**The task**
Repeat the entries below verbatim, from their very first line through the line that contains "box: [236, 77, 417, 200]", including both of those lines.

**Record extracts**
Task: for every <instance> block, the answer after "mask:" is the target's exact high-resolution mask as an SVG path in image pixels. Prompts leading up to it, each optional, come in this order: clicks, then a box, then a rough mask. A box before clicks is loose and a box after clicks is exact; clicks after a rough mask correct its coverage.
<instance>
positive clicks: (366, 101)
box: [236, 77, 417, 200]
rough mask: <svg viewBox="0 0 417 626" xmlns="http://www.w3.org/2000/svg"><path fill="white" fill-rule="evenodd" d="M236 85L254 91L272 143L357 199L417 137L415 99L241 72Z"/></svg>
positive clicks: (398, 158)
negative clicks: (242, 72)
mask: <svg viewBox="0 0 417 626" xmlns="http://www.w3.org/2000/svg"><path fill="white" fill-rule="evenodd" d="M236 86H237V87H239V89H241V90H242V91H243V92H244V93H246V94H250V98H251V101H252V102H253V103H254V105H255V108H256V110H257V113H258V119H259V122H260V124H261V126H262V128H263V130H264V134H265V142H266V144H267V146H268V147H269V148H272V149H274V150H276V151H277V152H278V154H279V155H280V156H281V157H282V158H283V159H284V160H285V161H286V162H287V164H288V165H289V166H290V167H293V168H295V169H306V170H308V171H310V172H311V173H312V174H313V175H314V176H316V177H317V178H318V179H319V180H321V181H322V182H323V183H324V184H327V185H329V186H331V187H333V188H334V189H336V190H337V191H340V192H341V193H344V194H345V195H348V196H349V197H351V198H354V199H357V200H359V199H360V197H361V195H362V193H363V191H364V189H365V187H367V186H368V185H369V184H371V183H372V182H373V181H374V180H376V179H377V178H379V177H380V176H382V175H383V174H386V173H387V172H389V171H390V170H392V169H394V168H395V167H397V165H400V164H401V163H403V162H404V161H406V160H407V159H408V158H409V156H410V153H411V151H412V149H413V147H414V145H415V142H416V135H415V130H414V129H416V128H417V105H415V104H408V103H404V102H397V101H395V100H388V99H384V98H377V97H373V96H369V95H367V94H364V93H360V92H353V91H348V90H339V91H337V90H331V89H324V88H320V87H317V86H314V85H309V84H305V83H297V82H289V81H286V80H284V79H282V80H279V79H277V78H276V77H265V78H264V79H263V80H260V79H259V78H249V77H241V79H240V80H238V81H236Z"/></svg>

**Result for this task**
Task: for every <instance> block, the answer after "mask:" is the target's exact high-resolution mask as an SVG path in image pixels. Prompts leading up to it, each optional, come in this order: clicks, then a box, then a rough mask. A box before clicks is loose and a box after clicks is exact; clicks after a rough mask correct its coverage.
<instance>
positive clicks: (366, 101)
box: [236, 77, 417, 200]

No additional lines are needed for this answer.